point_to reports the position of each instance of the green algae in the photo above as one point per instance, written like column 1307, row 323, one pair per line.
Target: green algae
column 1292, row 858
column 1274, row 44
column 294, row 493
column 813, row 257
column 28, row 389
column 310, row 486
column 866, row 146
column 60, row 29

____________________

Written problem: Type the whole listing above out again, keeping every line and character the same.

Answer:
point_to reports the position of each instance of the green algae in the photo above as one point per instance, written like column 1307, row 323, one pair per line.
Target: green algae
column 1292, row 858
column 1274, row 44
column 294, row 493
column 813, row 257
column 28, row 389
column 310, row 486
column 866, row 146
column 60, row 29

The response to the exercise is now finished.